__WHAT IS BEING ASKED__.
Every entry needs to be printed exactly, please.

— Begin —

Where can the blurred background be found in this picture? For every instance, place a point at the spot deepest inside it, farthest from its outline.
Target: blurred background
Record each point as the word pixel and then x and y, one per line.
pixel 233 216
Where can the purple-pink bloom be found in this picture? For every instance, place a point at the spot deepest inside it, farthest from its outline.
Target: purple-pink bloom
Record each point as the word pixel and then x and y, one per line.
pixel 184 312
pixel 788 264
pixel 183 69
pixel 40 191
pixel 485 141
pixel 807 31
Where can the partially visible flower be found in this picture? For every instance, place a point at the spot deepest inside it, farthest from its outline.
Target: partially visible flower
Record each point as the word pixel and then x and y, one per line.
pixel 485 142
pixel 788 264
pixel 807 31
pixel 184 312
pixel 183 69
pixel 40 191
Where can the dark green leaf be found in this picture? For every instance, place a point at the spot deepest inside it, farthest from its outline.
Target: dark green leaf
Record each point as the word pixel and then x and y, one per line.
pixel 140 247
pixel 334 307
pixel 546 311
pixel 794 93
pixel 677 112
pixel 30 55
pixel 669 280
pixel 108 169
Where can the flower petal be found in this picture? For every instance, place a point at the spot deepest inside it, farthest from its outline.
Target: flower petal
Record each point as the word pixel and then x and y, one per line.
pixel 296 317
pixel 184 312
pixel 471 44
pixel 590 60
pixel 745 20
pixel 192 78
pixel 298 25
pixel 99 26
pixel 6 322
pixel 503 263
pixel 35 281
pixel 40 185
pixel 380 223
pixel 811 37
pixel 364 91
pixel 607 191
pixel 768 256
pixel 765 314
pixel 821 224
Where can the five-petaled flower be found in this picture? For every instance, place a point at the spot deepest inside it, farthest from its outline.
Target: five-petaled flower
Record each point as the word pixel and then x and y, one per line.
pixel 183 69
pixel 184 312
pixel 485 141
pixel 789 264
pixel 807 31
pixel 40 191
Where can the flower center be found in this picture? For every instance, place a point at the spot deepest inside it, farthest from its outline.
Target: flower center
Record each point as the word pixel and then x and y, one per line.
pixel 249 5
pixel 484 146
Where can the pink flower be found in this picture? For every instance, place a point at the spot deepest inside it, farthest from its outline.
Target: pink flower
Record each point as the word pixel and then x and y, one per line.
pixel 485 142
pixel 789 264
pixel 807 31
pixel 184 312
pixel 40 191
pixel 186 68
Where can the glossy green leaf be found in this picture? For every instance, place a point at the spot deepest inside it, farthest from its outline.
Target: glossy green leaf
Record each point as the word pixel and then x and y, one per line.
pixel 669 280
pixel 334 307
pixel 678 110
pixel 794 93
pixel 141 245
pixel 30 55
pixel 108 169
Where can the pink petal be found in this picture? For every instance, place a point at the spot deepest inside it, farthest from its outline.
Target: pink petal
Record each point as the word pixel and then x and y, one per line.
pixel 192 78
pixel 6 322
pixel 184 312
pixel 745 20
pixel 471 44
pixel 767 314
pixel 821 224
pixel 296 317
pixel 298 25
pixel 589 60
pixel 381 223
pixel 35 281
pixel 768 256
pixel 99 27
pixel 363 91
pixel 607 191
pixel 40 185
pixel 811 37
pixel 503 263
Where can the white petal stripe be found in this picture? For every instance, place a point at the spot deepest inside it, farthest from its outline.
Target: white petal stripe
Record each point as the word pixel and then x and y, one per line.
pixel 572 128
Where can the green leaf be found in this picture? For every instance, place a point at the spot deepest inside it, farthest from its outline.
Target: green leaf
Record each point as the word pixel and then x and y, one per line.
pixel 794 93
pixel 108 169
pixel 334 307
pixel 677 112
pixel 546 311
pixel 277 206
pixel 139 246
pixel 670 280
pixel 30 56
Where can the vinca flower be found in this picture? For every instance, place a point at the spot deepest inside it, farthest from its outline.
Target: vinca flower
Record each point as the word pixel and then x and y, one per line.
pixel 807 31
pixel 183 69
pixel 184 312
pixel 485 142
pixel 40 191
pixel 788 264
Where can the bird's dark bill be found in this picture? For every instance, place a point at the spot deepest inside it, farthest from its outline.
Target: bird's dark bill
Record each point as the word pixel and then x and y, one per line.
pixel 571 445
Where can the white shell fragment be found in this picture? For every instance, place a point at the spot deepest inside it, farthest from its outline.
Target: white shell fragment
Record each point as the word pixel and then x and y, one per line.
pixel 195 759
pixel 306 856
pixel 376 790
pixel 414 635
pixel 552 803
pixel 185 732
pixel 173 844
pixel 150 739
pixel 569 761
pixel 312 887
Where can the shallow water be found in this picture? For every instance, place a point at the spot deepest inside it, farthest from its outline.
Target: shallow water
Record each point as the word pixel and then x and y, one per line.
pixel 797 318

— End —

__RESPONSE__.
Where can the blurred background be found in this picture? For every instance, place a point at the spot deepest inside it, farthest from its outline.
Target: blurred background
Record each point as the word pixel and then x and y, one per line.
pixel 233 216
Where can the purple-pink bloom be found in this picture? For every instance, place a point at the spot deepest inside it, farthest from its outline.
Target: purple-pink bloom
Record each point as the word pixel and then x and y, one per line.
pixel 184 312
pixel 788 264
pixel 183 69
pixel 40 191
pixel 485 141
pixel 807 31
Where can the partially visible flower be found in this picture? For every instance, place a point at the spot deepest inside it, farthest from its outline.
Target: partially visible flower
Record each point as the word pixel and then x and y, one per line.
pixel 485 142
pixel 788 264
pixel 807 31
pixel 184 312
pixel 183 69
pixel 40 191
Where can the dark green leaf be found in this picture? For every instance, place a point at the spot deepest inside it, farthest from its outline.
Target: dark green leaf
Record each point as the word pixel and then x and y, one per line.
pixel 140 247
pixel 334 307
pixel 546 311
pixel 794 93
pixel 677 112
pixel 30 55
pixel 669 280
pixel 108 169
Where can the flower petal be found in this picture? For every instance, place a point at the spot deepest inside it, farthest from its outline.
Target: flower petal
Record each point as the word pixel and then x and y, one per line.
pixel 296 317
pixel 184 312
pixel 471 44
pixel 590 60
pixel 745 20
pixel 192 78
pixel 298 25
pixel 99 26
pixel 6 322
pixel 503 263
pixel 35 281
pixel 40 185
pixel 380 223
pixel 811 37
pixel 364 91
pixel 607 191
pixel 768 256
pixel 765 314
pixel 821 224
Where can the five-petaled flower be found in this picture? For every instance, place a point at the spot deepest inside it, farthest from its outline.
Target: five-petaled flower
Record each point as the word pixel and then x and y, one per line.
pixel 183 69
pixel 184 312
pixel 485 141
pixel 789 264
pixel 807 31
pixel 40 191
Where can the flower center be found in this picture? For every instance, place a point at the spot deepest inside it, farthest from its outline.
Target: flower center
Record each point as the word pixel and then x and y, one per line.
pixel 249 5
pixel 484 146
Where can the pink flower be found in this picture? For every instance, place a point at the spot deepest inside it, farthest from its outline.
Target: pink flower
Record each point as the word pixel and then x and y, one per line.
pixel 485 142
pixel 789 264
pixel 807 31
pixel 184 312
pixel 40 191
pixel 186 68
Where can the glossy green leaf be found in this picture? For every instance, place a point at the spot deepest inside it, farthest from its outline.
Target: glossy green leaf
Record each point as the word pixel and then x and y, one per line.
pixel 669 280
pixel 334 307
pixel 678 110
pixel 794 93
pixel 141 245
pixel 30 55
pixel 108 169
Where can the pink petal be found in this picture? For every instance, place a point at the spot deepest inside it, farthest from its outline.
Target: pink petal
Record each point as the word pixel and then x and y, one per line.
pixel 192 78
pixel 6 322
pixel 184 312
pixel 745 20
pixel 471 44
pixel 767 314
pixel 821 224
pixel 296 317
pixel 298 25
pixel 589 60
pixel 381 223
pixel 35 281
pixel 768 256
pixel 99 27
pixel 363 91
pixel 607 191
pixel 40 185
pixel 811 37
pixel 503 263
Where can the white petal stripe be found in this picture? For every instance, place a point at the spot deepest inside it, farthest from its outline.
Target: white petal stripe
Record each point as the word pixel and then x and y, one per line.
pixel 572 128
Where can the green leaf be found in this picture? For every instance, place a point at the spot deepest inside it, farthest from its outline.
Target: green leaf
Record each point as the word pixel and then x and y, one per line.
pixel 794 93
pixel 108 169
pixel 334 307
pixel 677 112
pixel 546 311
pixel 277 206
pixel 139 246
pixel 670 280
pixel 30 56
Where can the vinca flower be found in this picture? For every instance, place a point at the spot deepest inside it, farthest from its outline.
Target: vinca flower
Record each point as the word pixel and then x and y, one per line.
pixel 807 31
pixel 183 69
pixel 184 312
pixel 485 142
pixel 40 191
pixel 788 264
Where can the bird's dark bill be found in this picture? For every instance, place a point at the spot deepest inside it, farthest from its outline.
Target: bird's dark bill
Record each point as the word pixel and then x and y, one per line.
pixel 571 445
Where can the white shell fragment be found in this picture? For every instance, place a point at the spot deepest inside it, farthest from its outline.
Target: white shell fragment
Record each point as the word pixel and then x and y, one per line.
pixel 195 759
pixel 306 856
pixel 376 790
pixel 414 635
pixel 552 803
pixel 185 732
pixel 173 844
pixel 150 739
pixel 569 761
pixel 312 887
Where can the shallow water be found in this picture? For every instance, place a point at the spot deepest inside it, farthest from its outline.
Target: shallow water
Record each point as the word pixel and then x and y, one per line.
pixel 797 318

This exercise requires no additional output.